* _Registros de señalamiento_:

——————————

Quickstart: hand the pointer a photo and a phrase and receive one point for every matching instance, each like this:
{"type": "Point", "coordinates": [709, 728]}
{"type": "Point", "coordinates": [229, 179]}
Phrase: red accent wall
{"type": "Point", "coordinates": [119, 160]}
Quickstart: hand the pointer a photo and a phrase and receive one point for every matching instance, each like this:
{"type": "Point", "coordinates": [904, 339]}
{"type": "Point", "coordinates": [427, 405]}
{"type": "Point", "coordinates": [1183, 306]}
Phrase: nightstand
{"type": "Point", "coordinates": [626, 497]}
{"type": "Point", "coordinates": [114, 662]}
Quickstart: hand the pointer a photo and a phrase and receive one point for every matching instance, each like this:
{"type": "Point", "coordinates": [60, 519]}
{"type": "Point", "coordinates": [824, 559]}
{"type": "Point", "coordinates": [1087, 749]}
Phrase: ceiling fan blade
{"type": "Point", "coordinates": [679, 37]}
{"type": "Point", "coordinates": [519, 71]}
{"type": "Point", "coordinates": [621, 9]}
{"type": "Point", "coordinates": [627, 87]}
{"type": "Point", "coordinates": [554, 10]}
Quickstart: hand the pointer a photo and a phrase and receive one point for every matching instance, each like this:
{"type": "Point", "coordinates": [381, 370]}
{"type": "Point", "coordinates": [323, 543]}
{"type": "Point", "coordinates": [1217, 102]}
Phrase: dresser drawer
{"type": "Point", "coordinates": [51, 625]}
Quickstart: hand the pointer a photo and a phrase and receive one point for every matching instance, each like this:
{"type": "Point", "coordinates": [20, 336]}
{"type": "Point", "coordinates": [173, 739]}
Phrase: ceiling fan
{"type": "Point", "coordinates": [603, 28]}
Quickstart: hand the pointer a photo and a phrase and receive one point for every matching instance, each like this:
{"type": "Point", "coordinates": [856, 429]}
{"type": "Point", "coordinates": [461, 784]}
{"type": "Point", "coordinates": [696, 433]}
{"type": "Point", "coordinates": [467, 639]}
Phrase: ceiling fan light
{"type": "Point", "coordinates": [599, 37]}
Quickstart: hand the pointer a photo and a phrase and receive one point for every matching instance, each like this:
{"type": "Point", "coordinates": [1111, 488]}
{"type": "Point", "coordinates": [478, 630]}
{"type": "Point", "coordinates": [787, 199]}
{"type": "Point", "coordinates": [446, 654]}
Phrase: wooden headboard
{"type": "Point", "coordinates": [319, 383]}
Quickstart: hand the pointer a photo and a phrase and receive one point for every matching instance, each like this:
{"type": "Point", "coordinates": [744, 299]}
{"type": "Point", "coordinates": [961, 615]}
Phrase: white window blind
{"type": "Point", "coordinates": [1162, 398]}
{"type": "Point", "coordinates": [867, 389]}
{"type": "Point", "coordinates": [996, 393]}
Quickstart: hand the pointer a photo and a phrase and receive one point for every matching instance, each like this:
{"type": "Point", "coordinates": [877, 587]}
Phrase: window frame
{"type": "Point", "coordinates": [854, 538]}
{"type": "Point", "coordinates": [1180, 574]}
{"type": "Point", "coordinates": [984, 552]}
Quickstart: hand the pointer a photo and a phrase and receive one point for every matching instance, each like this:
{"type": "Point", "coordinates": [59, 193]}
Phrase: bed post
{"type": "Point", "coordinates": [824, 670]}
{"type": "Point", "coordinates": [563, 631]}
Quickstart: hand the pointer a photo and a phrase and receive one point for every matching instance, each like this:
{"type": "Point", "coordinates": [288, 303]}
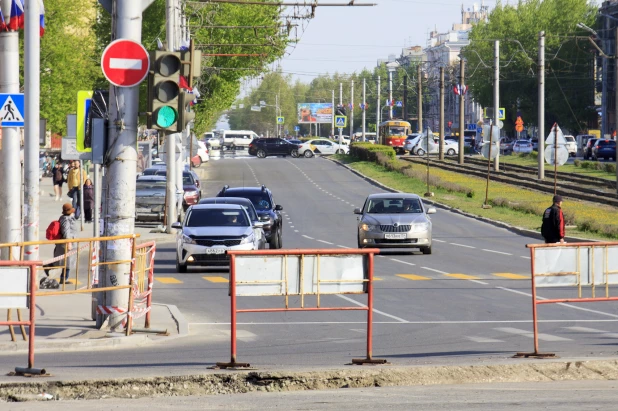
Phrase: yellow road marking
{"type": "Point", "coordinates": [413, 277]}
{"type": "Point", "coordinates": [512, 276]}
{"type": "Point", "coordinates": [462, 276]}
{"type": "Point", "coordinates": [168, 280]}
{"type": "Point", "coordinates": [216, 279]}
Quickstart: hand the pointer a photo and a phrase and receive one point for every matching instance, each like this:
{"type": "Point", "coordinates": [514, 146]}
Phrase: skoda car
{"type": "Point", "coordinates": [209, 230]}
{"type": "Point", "coordinates": [395, 220]}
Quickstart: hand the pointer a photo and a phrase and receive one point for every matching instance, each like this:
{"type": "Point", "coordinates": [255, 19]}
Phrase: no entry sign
{"type": "Point", "coordinates": [125, 63]}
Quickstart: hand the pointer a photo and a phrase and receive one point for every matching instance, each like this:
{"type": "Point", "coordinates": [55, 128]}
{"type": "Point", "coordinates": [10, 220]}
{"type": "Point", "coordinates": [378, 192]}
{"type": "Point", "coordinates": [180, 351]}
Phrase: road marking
{"type": "Point", "coordinates": [512, 276]}
{"type": "Point", "coordinates": [497, 252]}
{"type": "Point", "coordinates": [402, 262]}
{"type": "Point", "coordinates": [374, 310]}
{"type": "Point", "coordinates": [215, 279]}
{"type": "Point", "coordinates": [168, 280]}
{"type": "Point", "coordinates": [413, 277]}
{"type": "Point", "coordinates": [530, 334]}
{"type": "Point", "coordinates": [462, 245]}
{"type": "Point", "coordinates": [462, 276]}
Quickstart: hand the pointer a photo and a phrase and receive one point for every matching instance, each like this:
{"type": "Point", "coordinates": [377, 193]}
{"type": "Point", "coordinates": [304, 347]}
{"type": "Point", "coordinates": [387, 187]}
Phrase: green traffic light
{"type": "Point", "coordinates": [166, 116]}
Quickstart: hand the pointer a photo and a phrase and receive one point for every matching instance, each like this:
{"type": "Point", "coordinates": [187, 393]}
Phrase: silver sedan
{"type": "Point", "coordinates": [395, 220]}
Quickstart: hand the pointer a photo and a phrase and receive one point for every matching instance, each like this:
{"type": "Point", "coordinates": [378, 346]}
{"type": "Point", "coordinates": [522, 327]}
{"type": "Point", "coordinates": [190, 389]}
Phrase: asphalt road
{"type": "Point", "coordinates": [467, 302]}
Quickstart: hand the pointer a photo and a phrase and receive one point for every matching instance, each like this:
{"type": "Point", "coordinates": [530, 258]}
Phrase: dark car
{"type": "Point", "coordinates": [604, 149]}
{"type": "Point", "coordinates": [587, 151]}
{"type": "Point", "coordinates": [264, 147]}
{"type": "Point", "coordinates": [269, 212]}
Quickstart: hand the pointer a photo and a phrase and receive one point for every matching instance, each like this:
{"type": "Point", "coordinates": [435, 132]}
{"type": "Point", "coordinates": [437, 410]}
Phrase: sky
{"type": "Point", "coordinates": [347, 39]}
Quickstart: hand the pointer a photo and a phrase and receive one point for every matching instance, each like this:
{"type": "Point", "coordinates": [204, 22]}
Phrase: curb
{"type": "Point", "coordinates": [518, 230]}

——————————

* _LA SOLICITUD_:
¿Puedes reproducir sin ningún cambio las filas desde el comienzo hasta la línea que contiene "Phrase: red accent wall", ambas incluidas?

* _RESPUESTA A CONTINUACIÓN_:
Quickstart: hand the pointer a photo and a phrase and receive one point for every matching instance, each like this:
{"type": "Point", "coordinates": [709, 728]}
{"type": "Point", "coordinates": [229, 179]}
Phrase: red accent wall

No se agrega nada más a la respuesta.